• [Passage to read]:
Dr. Erik Lucero, Lead Engineer of Google Quantum AI, leads media on a tour of the Quantum Computing Lab at the Quantum AI campus in Goleta, California on September 21, 2022. - In Google's Quantum AI laboratory, dozens of super smart people labor amongst the tech-firm-typical climbing walls and electric bikes to shape the next generation of computers -- a generation that will be unlike anything you have in your   pocket or in your office. "It is a new type of computer that uses quantum mechanics to do computations and allows us... to solve problems that would otherwise be impossible," explains Erik Lucero, lead engineer at the campus near Santa Barbara. It's a field of research that scientists say could be used one day to help limit global warming, design city traffic systems or develop powerful new drugs.The promises are so great that governments, tech giants and start-ups around the world are investing billions of dollars in it, employing some of the biggest brains around (Photo by Frederic J. BROWN / AFP) (Photo by FREDERIC J. BROWN/AFP via Getty Images)

A quantum computer on display at Google's Quantum AI campus. | AFP via Getty Images

With potentially billions of dollars of government funding (and profit) at stake in the race to build functional quantum computers, there’s a massive hype machine to match.

Last week Senate Majority Whip Dick Durbin (D-Ill.) and Sen. Steve Daines (R-Mont.) introduced legislation that would pump $2.5 billion into the federal quantum ecosystem, which if passed would kick the hype machine into full gear. David Awschalom, director of the Chicago Quantum Exchange, said in a statement accompanying the bill, “Quantum technologies will revolutionize multiple industries… only if we reduce barriers to commercialization,” highlighting the private competition to take advantage of this public research infrastructure.

The humble qubit, or the basic unit of information that powers a quantum computer, is often named at the center of this race. Multimillion-dollar projects like the newly launched Illinois Quantum and Microelectronics Park come with promises of computers featuring millions of qubits; materials scientists salivate over new discoveries that could lead to massive numbers of qubits being encoded onto a single chip. The thinking is that the more qubits one has in a quantum system, the more engineers can offset the inevitable failure of the extremely fragile quantum states on which quantum computers depend, in what scientists call “error correction.”

A growing number of quantum analysts and scientists, however, believe that bigger might not always be better when it comes to the number of qubits in a system — something that could change firms’ approach to the science just as they race to find practical applications that would justify the government’s massive investment.

• [Dataset section]:
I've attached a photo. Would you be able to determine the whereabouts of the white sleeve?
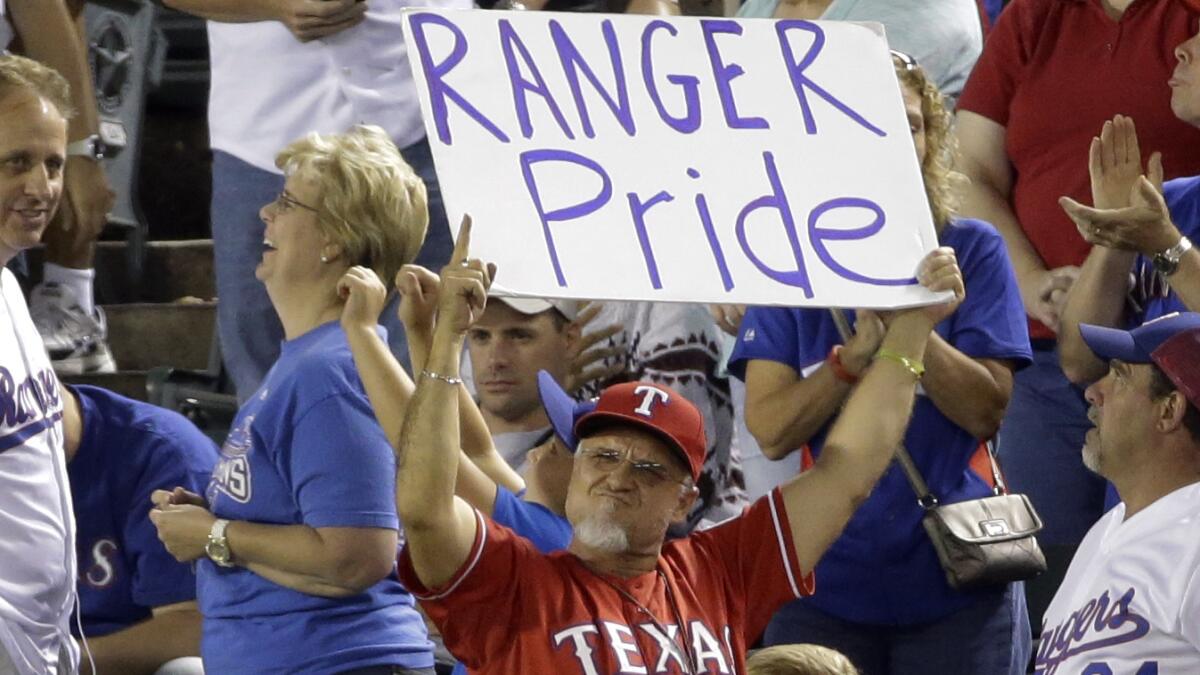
[1178,552,1200,651]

• [Objectives]:
(1) Answer these questions from the article on quantum computing, writing each answer on its own line marked with the matching letter.
(a) How much money would the legislation introduced by Durbin and Daines put into the federal quantum ecosystem?
(b) What do scientists call offsetting the failure of fragile quantum states?
(c) Near which city is the campus where Erik Lucero is lead engineer?
(2) Copy out the part of the quantum computing article starting with "A growing number" and going on through "government’s massive investment.".
(3) Extend the article on quantum computing with a few more sentences that pick up after its final sentence.

• [Answer set]:
(1)
(a) $2.5 billion
(b) Error correction
(c) Santa Barbara

(2)
A growing number of quantum analysts and scientists, however, believe that bigger might not always be better when it comes to the number of qubits in a system — something that could change firms’ approach to the science just as they race to find practical applications that would justify the government’s massive investment.

(3)
“The race is still on” to find the smartest approach to building coherent quantum systems, said Sergio Gago Huerta, head of quantum at Moody’s and author of the Quantum Pirates newsletter. Huerta emphasized to DFD that companies need to have a “qubit agnostic” approach to building quantum systems, and to “try to evaluate anything that research and industry bring, from a number of qubits perspective.”

A paper published in Nature in March of this year pushed back against qubit “bigger is better” thinking too, as a team of IBM quantum scientists demonstrated a new form of code they say could enable error correction at large scale with a smaller number of qubits. That followed a breakthrough in December of last year, where quantum firm QuEra Computing demonstrated significant gains through a quantum error-correcting code, something leading theoretical computer scientist Scott Aaronson called “the top experimental quantum computing advance of 2023.”

Jay Gambetta, the IBM vice president who handles quantum, said the company’s “road map” to a practical quantum computer is focused on getting a smaller number of qubits to work more efficiently.

“The number of qubits to achieve a fault-tolerant quantum computer can vary by a lot,” Gambetta told DFD. “So if you make a code that's 90 percent more efficient, it uses many fewer qubits. The number of qubits is not so much the important thing as the quality of the code, and how many operations it can do.”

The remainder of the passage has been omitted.